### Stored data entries
○ ○ ○
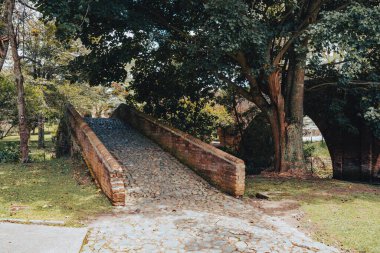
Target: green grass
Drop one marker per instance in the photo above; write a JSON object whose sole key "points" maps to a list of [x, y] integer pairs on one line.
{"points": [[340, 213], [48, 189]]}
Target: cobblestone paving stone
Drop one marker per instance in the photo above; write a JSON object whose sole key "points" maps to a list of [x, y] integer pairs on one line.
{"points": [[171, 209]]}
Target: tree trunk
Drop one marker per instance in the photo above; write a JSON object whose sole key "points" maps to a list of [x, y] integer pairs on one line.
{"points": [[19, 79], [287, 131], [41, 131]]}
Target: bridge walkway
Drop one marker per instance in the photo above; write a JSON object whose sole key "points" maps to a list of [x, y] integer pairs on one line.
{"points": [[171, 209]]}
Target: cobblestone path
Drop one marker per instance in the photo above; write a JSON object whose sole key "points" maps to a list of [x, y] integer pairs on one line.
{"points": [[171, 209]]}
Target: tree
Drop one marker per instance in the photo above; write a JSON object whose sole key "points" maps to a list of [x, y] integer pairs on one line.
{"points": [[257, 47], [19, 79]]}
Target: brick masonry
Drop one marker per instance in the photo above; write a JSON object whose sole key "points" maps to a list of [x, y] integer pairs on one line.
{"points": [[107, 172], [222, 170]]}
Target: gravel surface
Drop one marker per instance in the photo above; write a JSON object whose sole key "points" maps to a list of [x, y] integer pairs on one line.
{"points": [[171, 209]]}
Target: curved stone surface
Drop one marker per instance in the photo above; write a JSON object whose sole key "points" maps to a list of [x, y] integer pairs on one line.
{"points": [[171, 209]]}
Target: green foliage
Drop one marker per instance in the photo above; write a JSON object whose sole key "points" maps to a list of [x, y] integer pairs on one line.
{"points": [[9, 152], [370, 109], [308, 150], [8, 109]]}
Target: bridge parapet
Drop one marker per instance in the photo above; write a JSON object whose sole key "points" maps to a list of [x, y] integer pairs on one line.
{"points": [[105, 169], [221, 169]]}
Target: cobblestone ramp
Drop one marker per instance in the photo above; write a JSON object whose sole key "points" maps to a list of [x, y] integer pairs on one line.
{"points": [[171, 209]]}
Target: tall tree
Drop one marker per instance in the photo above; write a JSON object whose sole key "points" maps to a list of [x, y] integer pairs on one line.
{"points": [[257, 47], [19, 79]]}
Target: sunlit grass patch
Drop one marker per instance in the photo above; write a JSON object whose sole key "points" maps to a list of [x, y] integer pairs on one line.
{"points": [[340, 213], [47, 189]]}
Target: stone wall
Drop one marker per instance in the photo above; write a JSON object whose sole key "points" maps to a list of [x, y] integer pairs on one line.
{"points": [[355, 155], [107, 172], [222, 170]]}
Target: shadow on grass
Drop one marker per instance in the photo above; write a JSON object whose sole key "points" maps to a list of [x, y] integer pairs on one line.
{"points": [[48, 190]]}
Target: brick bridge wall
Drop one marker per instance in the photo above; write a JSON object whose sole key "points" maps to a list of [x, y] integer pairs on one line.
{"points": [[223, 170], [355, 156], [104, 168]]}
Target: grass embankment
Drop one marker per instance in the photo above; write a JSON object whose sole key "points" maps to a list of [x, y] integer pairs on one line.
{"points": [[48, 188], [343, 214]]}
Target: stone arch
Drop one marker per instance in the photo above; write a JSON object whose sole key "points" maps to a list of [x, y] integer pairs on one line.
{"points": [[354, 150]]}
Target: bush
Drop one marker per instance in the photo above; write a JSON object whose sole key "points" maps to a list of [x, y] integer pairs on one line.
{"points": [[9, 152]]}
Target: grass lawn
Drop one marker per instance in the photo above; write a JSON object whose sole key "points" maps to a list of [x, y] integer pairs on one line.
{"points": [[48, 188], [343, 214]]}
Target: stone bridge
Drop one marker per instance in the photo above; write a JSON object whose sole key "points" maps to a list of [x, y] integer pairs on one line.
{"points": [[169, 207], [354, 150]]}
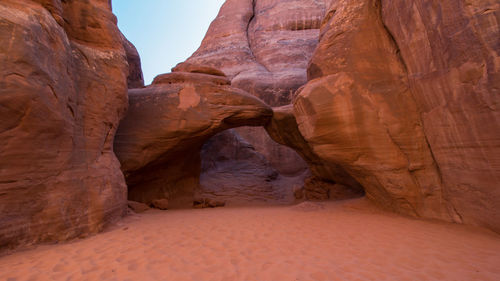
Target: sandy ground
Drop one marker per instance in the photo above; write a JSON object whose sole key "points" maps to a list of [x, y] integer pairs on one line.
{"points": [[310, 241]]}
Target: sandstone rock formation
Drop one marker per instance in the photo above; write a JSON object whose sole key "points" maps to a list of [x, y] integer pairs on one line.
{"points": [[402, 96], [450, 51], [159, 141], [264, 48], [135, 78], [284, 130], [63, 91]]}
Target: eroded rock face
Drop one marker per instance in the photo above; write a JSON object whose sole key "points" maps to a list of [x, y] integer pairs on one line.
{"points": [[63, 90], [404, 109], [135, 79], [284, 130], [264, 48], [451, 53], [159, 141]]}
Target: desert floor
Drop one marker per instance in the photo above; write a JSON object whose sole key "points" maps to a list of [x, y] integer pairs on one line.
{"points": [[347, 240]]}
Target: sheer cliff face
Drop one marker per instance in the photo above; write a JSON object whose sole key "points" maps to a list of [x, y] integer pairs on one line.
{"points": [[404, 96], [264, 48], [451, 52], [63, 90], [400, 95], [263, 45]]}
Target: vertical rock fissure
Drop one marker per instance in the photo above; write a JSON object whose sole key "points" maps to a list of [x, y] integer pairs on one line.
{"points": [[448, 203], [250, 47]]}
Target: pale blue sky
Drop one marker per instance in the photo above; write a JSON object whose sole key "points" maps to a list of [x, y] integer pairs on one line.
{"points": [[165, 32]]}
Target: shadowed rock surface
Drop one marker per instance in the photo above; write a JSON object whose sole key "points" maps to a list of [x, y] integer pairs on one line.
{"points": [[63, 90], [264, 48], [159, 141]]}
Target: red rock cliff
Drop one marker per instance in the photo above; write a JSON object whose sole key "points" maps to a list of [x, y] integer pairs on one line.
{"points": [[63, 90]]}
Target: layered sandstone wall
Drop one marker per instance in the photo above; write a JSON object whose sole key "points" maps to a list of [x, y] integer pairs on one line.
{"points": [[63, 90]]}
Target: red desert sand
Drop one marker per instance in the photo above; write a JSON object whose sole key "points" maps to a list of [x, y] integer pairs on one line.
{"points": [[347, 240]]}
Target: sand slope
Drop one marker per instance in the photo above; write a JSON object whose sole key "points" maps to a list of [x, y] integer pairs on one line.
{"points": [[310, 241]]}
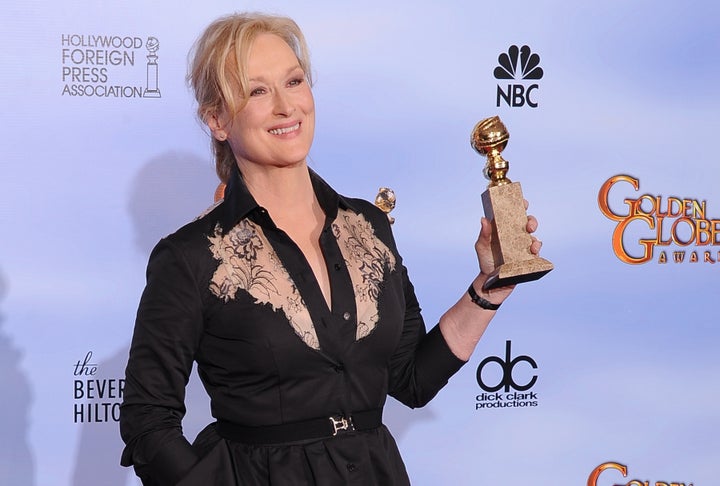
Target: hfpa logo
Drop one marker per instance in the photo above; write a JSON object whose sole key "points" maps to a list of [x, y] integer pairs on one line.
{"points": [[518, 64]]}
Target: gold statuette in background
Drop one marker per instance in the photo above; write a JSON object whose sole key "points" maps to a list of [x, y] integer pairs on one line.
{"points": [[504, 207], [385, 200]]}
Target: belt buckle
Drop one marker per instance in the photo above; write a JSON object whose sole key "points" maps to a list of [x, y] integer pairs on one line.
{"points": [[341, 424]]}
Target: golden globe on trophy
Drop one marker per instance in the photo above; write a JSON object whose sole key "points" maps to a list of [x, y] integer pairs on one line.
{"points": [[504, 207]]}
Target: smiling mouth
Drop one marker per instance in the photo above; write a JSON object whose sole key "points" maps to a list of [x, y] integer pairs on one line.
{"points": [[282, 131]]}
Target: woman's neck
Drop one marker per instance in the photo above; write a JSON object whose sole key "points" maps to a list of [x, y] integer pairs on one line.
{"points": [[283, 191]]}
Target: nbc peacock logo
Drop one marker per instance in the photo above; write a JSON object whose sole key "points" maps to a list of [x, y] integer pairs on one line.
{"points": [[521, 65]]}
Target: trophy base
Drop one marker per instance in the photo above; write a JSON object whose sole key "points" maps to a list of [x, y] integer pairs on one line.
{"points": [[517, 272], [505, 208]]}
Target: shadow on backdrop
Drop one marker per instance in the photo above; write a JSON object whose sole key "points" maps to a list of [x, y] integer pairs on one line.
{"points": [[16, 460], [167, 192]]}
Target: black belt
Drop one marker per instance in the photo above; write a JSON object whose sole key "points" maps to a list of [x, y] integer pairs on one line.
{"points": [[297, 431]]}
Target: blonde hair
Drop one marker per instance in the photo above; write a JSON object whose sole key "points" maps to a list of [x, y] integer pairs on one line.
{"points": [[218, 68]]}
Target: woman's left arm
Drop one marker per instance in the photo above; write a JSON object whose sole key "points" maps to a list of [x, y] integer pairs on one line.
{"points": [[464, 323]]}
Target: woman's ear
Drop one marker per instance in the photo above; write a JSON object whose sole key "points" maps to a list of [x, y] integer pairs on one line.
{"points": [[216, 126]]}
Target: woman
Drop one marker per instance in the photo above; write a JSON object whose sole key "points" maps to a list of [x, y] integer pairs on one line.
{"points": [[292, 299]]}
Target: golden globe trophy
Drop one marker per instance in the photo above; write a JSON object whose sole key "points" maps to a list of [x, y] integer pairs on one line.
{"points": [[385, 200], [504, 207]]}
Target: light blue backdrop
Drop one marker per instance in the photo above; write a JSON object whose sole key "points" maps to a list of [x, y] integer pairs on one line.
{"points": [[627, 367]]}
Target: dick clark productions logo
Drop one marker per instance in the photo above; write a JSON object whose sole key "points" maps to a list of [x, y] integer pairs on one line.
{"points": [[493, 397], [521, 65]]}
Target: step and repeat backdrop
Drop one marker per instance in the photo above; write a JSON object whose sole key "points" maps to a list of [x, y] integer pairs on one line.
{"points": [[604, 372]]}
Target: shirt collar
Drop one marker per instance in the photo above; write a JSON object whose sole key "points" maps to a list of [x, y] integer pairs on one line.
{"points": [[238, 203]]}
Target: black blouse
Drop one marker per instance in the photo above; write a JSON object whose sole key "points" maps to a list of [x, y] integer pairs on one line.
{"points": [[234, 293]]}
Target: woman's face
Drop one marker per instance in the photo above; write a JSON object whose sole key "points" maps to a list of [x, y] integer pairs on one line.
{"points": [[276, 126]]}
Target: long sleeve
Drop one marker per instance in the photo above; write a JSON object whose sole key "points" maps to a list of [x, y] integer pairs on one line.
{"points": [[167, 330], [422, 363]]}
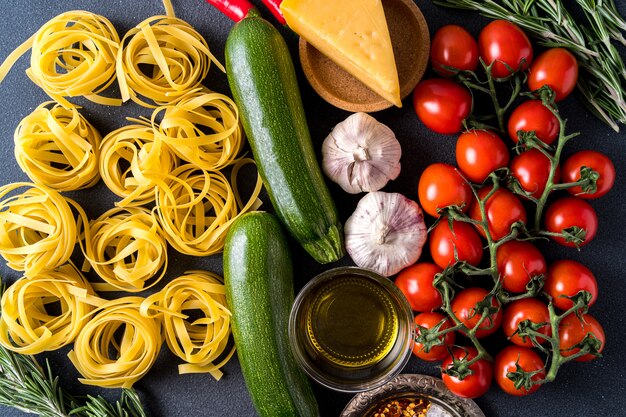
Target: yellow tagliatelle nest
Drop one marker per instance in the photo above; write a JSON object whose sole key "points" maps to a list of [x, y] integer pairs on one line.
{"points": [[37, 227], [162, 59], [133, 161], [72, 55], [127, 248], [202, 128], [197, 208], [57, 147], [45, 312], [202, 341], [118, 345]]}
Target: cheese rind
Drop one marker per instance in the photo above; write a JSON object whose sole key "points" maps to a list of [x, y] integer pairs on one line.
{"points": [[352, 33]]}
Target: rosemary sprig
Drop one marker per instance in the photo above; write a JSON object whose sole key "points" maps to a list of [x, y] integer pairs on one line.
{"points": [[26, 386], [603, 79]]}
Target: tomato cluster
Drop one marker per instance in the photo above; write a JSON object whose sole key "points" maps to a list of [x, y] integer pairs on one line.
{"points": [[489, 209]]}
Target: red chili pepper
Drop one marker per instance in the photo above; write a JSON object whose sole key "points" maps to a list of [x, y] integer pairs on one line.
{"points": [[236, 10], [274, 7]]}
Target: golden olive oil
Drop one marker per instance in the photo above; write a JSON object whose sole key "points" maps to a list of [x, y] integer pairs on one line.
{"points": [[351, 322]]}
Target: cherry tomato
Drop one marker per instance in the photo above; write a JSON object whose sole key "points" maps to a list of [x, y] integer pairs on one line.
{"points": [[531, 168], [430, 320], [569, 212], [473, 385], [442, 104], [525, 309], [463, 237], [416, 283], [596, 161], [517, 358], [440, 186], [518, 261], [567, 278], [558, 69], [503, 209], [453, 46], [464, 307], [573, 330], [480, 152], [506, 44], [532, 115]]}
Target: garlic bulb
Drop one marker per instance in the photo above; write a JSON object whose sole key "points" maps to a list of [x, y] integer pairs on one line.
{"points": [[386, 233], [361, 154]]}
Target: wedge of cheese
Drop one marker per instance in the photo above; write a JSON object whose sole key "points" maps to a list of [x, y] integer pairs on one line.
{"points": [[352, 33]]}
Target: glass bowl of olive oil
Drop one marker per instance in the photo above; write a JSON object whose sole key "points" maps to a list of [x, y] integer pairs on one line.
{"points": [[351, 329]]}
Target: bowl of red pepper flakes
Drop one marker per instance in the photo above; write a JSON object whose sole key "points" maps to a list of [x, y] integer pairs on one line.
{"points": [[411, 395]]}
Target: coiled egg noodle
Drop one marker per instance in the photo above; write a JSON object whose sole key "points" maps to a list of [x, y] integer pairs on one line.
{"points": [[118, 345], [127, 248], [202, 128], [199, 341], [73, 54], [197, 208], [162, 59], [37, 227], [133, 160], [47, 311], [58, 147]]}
○ ○ ○
### TASK ITEM
Look back at the entries above. Retype the line with "Target: tree trunk", the line with "Target: cobblestone path", and all lines in between.

### ANSWER FOR THIS EXERCISE
Target: tree trunk
Drop one marker per instance in the photo above; write a JSON object whose sole key "points" maps to a list of [x, y] integer pairs on one line.
{"points": [[19, 79], [287, 131], [41, 131]]}
Target: bridge walkway
Drop one marker per instance in the photo above; write a JSON object whose sole key "points" maps to a list of [x, y] integer pairs on one line.
{"points": [[171, 209]]}
Target: cobblestone path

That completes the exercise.